> Work to do: From the wind speed forecasting excerpt below, list every method on which the proposed multiple-step forecasting model is based.

> Text excerpt:
:::
FIGURE 2. Convergence curves of the DE, SCA, DA, PFA, ASO, SSA, PSO, and ISSA tested on various benchmark functions.

2.4.7 Parameter optimization

The learning ability of the deep learning model depends heavily on the parameter settings. The selection of hyperparameters by manual experience cannot meet the needs of different projects and cannot give full play to the learning performance of the model. In general, the parameters that affect the prediction performance of the model include the number of hidden layer neurons, batch size, and learning rate. So the coordinated combination of different parameters can make the model exert maximum performance. In the proposed model of this paper, the SSA is used to optimize the three hyperparameters of the deep learning model, namely, the number of units, batch, and learning rate. The SSA has the advantages of simple structure, few parameters, and convenient operation. Combined with the deep network, the algorithm can ensure convergence accuracy without increasing complexity. However, the SSA has the disadvantages of slow convergence speed and difficult balance between exploration and exploitation ability in the face of multi-dimensional complex problems. To solve the above problems, this paper proposes an improved SSA, which uses piecewise mapping to increase the number of the initial population. Crazy operators are introduced to enhance the global optimal search ability. Meanwhile, the dynamic learning strategy is adopted to update the followers’ movement mode and improve the local exploration ability of the algorithm. The improved SSA is combined with the DELM model to process the error sequence and then revise the initial prediction results.

2.5 Modeling process

The paper proposed a multiple-step wind speed forecasting model based on RLMD, SSA, ISSA, BiGRU, and DELM. The flow chart is shown in Figure 3. The corresponding modeling steps are as follows:

FIGURE 3

FIGURE 3. Flow chart of the proposed prediction model.

Step 1: Collecting the original wind speed sequence.

Step 2: By processing the original wind speed data using RLMD, multiple IMF components are obtained, and train sets and test sets of components are divided.

Step 3: The SSA is used to optimize the BiGRU parameters.

Step 3.1: Initializing the SSA, including the population size and the maximum number of iterations of the algorithm. The learning rate, the number of hidden layer neurons, and the batch size are taken as the target optimization parameters of the SSA.

Step 3.2: Performing the training process through the training data and taking the mean square error of the predicted value and the true value as the fitness function. The BiGRU parameter is iteratively updated until the maximum number of iterations is reached, and the optimal network structure parameter value is returned.

Step 4: Inputting the test set data into the trained SSA-BiGRU model, and the predicted value of each component is superimposed to obtain the final predicted value.

Step 5: Obtaining the error sequence from the original data and preliminary prediction data.

Step 6: Using the ISSA-DELM model to predict the error sequence.

Step 6.1: Initializing individuals in the salp population using the piecewise mapping strategy. Crazy operators and a dynamic learning strategy are used to enhance the exploitation and exploration ability of the original algorithm, and an improved SSA is obtained.
:::
> Material:

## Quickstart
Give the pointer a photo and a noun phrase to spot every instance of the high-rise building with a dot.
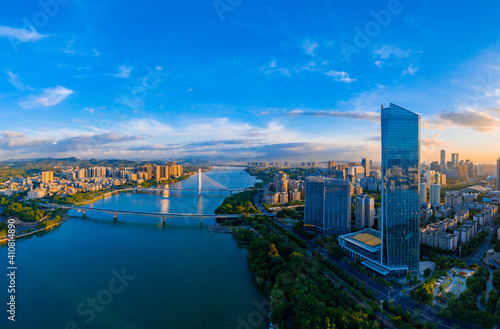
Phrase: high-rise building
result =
(281, 182)
(423, 192)
(454, 160)
(401, 187)
(47, 176)
(365, 162)
(328, 205)
(498, 174)
(435, 195)
(364, 211)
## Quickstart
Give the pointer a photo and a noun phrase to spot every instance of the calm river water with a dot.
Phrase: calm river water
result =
(135, 273)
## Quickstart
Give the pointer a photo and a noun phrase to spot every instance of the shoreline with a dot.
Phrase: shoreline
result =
(64, 219)
(113, 192)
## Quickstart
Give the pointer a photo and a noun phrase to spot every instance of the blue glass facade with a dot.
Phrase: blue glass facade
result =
(401, 188)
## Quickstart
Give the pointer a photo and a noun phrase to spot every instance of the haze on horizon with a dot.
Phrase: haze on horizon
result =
(139, 80)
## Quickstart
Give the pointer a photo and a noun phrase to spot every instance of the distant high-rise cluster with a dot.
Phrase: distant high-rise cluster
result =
(283, 190)
(328, 205)
(153, 171)
(47, 176)
(498, 174)
(395, 248)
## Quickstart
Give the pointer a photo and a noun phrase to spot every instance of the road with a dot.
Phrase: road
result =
(483, 247)
(425, 313)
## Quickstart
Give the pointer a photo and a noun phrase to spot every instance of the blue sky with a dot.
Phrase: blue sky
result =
(245, 80)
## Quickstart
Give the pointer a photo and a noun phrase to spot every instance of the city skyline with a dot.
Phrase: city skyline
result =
(310, 87)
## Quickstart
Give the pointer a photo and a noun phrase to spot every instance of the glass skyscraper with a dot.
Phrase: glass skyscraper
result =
(401, 187)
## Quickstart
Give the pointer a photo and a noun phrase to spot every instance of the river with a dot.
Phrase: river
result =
(135, 272)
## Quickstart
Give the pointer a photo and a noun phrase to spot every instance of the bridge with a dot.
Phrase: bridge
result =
(163, 216)
(217, 187)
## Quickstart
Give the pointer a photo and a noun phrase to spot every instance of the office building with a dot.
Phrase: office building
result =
(454, 160)
(328, 205)
(423, 193)
(435, 194)
(364, 211)
(400, 193)
(498, 174)
(365, 163)
(47, 176)
(281, 182)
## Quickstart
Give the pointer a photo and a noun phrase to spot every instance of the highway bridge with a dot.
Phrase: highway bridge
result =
(163, 216)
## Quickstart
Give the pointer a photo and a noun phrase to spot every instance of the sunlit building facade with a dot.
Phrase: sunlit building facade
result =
(400, 234)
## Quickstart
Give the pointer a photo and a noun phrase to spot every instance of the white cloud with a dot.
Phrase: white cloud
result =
(480, 121)
(49, 97)
(367, 115)
(340, 76)
(387, 51)
(410, 70)
(123, 72)
(309, 47)
(21, 34)
(16, 82)
(273, 69)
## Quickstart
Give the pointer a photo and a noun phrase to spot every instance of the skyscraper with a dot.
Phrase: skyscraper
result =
(328, 204)
(498, 174)
(454, 160)
(443, 159)
(401, 187)
(435, 194)
(365, 162)
(364, 211)
(423, 192)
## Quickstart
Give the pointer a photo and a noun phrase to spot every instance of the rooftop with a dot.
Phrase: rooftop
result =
(368, 239)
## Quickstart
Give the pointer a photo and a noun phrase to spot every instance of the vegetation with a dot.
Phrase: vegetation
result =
(469, 248)
(241, 203)
(301, 295)
(464, 307)
(424, 293)
(3, 229)
(299, 228)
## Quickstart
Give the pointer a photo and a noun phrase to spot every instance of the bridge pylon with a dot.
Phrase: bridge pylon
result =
(199, 181)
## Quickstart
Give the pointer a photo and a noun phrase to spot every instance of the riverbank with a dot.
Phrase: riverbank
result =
(107, 194)
(64, 219)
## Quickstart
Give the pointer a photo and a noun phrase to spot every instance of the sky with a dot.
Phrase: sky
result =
(246, 80)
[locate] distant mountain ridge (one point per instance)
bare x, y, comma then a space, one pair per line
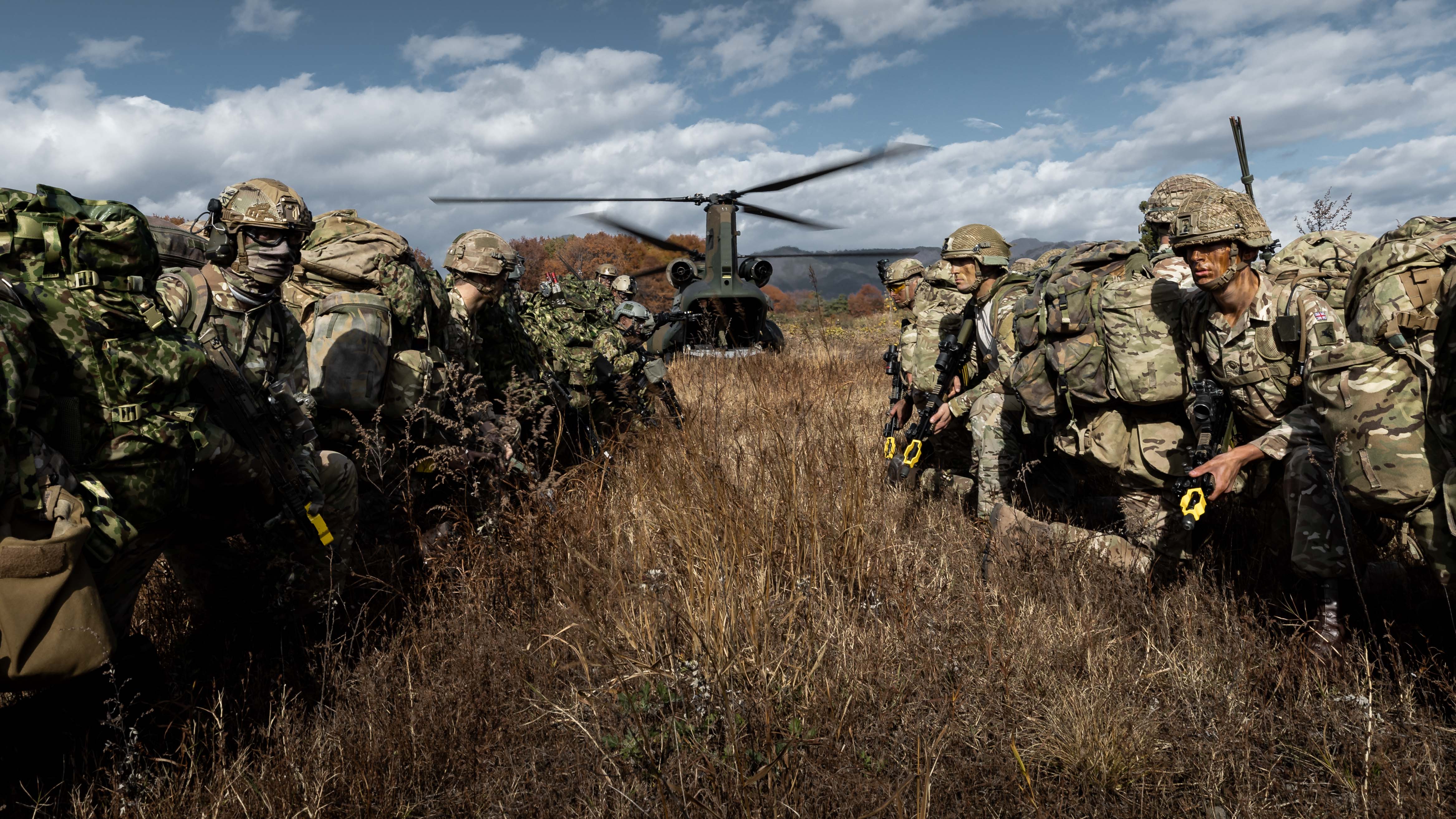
842, 276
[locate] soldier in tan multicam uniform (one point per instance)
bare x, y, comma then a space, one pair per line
1158, 224
989, 409
1234, 334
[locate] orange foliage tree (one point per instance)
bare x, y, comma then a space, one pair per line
581, 256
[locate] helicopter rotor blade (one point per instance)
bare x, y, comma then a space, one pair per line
471, 200
810, 224
640, 234
889, 152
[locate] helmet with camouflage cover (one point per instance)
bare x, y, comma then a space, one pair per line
977, 242
1049, 259
1219, 215
902, 270
263, 206
640, 315
1162, 205
481, 253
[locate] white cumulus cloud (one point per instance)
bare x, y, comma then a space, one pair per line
261, 17
424, 53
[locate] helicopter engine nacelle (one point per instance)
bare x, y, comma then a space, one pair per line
682, 272
753, 270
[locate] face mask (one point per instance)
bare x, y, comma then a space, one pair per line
267, 264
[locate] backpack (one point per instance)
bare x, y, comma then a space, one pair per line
366, 309
108, 358
1097, 327
1321, 261
1372, 394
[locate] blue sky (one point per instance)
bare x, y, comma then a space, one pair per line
1050, 117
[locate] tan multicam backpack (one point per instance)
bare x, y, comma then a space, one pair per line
362, 301
1097, 327
1372, 394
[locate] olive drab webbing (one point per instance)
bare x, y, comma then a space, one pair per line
1372, 394
1098, 327
366, 308
111, 365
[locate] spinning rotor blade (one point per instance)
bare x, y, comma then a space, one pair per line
641, 234
810, 224
466, 200
889, 152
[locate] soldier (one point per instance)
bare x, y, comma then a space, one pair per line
937, 305
624, 289
989, 406
1234, 336
1158, 224
234, 305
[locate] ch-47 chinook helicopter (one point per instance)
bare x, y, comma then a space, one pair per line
720, 291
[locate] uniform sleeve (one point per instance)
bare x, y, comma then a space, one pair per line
174, 298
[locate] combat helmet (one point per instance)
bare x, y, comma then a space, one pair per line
625, 285
977, 242
1218, 215
1170, 194
258, 203
481, 253
893, 273
640, 315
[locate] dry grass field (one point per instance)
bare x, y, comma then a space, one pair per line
742, 620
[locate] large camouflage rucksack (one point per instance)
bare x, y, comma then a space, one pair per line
364, 305
1098, 326
1321, 261
1372, 394
111, 365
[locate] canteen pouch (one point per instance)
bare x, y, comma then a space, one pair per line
53, 626
1371, 404
349, 352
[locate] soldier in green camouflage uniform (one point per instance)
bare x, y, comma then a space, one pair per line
989, 407
951, 455
266, 224
85, 270
1231, 336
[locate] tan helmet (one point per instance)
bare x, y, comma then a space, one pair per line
976, 242
903, 270
266, 203
1050, 257
481, 253
1170, 194
1218, 215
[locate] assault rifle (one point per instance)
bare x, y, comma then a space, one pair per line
1211, 420
898, 391
271, 428
954, 352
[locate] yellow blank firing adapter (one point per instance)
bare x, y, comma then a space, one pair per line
325, 537
914, 454
1194, 503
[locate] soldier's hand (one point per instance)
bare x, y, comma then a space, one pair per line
1227, 467
941, 419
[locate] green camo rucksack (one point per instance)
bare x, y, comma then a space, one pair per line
363, 301
1097, 327
1372, 394
111, 365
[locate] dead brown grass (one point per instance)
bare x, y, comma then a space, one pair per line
740, 620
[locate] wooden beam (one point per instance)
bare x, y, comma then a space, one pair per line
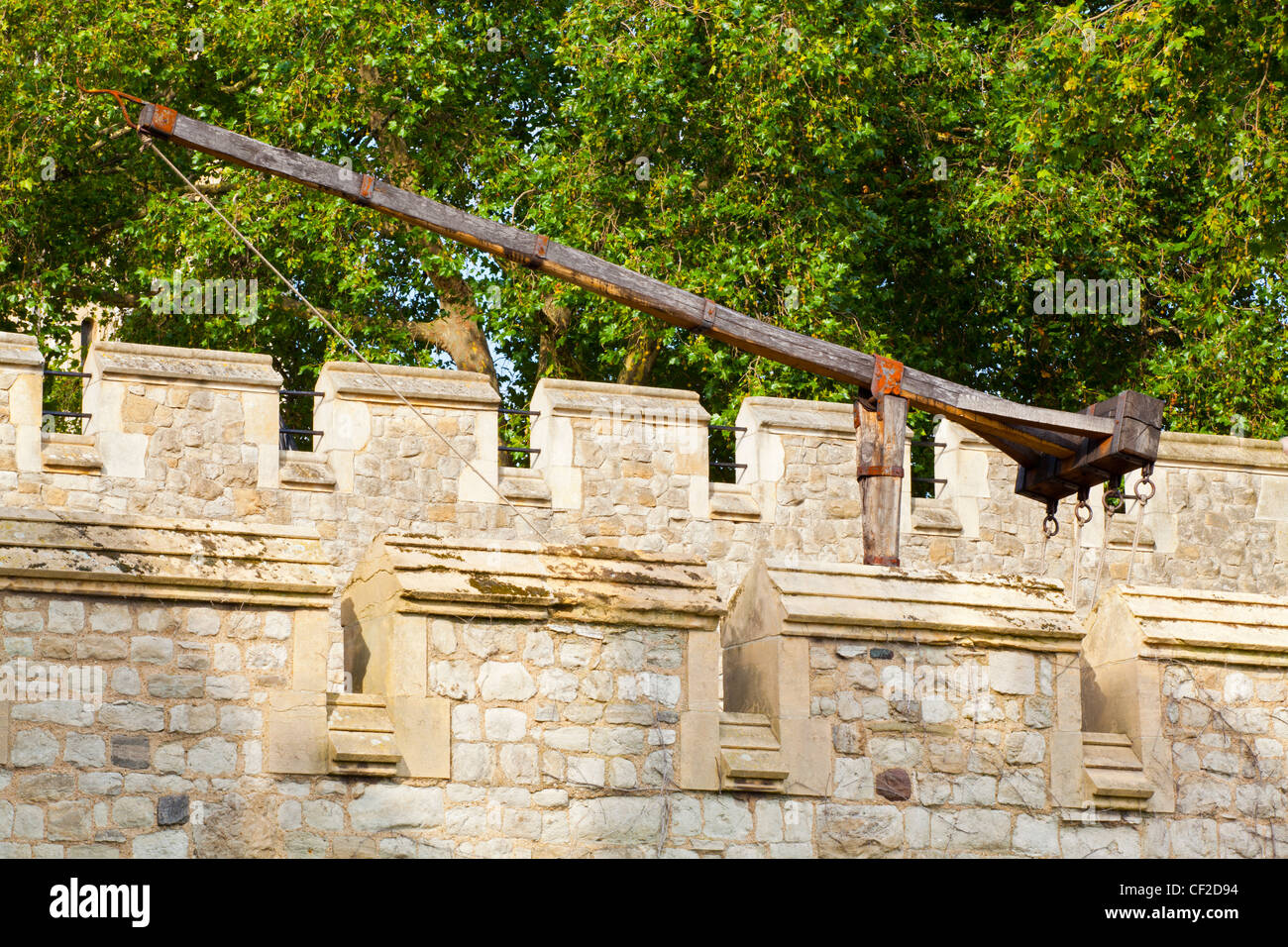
1026, 432
880, 437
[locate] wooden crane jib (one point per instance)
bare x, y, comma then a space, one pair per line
1059, 453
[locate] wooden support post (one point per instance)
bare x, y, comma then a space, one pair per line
880, 438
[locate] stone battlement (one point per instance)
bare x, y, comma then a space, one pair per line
377, 648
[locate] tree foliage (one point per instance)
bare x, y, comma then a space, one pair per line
893, 176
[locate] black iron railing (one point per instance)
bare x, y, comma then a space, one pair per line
52, 425
286, 436
935, 482
513, 451
726, 464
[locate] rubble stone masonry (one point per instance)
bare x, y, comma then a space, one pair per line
397, 646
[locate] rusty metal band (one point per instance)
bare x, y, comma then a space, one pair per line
162, 119
880, 471
887, 375
708, 316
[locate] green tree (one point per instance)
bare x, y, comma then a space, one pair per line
892, 176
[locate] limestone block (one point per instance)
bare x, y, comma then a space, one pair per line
423, 733
702, 676
296, 732
699, 750
312, 642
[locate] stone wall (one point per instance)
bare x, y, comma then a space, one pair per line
558, 684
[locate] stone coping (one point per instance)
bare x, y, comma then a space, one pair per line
136, 557
421, 386
1183, 624
797, 416
424, 575
120, 361
1222, 453
883, 604
627, 402
21, 350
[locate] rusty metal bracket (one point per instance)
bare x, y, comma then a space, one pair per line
880, 471
887, 375
708, 316
162, 119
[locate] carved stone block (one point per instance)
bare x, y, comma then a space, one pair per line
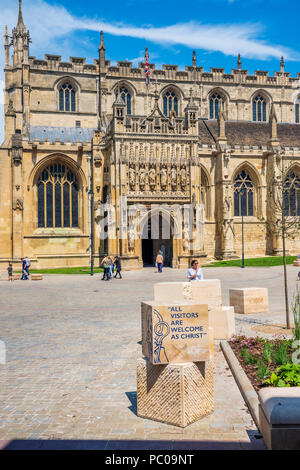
176, 394
175, 332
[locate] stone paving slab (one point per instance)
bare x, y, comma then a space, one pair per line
70, 377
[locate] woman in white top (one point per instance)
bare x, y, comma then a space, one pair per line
195, 273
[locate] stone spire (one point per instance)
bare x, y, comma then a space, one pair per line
101, 45
194, 59
6, 46
221, 122
273, 122
101, 50
20, 24
20, 40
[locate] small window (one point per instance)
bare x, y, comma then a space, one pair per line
170, 102
297, 115
243, 195
215, 103
57, 191
126, 97
67, 101
292, 195
259, 108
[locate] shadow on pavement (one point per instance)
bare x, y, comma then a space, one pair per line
129, 445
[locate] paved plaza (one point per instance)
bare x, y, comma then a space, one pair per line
70, 376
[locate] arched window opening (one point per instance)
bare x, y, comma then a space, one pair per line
297, 111
215, 102
170, 103
259, 108
57, 191
292, 195
67, 100
243, 195
126, 97
204, 192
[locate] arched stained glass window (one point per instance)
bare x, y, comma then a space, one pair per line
292, 195
243, 195
297, 111
215, 103
204, 191
57, 191
126, 97
259, 109
67, 98
170, 103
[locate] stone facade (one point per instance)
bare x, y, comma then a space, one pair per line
183, 139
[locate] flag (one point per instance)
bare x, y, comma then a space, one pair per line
147, 71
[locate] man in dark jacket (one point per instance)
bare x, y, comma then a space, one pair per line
117, 264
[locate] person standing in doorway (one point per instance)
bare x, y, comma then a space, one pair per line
195, 273
159, 261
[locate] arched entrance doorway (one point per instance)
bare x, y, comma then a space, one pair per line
157, 234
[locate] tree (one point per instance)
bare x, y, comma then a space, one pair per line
284, 213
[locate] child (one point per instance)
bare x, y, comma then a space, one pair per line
10, 273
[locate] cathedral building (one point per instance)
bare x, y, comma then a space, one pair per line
81, 136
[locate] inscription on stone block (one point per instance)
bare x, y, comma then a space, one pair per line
175, 332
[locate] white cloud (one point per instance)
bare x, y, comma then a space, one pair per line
49, 22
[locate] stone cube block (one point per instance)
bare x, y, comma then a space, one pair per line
279, 417
249, 299
222, 322
175, 332
207, 292
176, 394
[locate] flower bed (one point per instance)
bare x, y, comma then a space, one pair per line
261, 358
:::
> Final result: RLMD, SSA, ISSA, BiGRU, DELM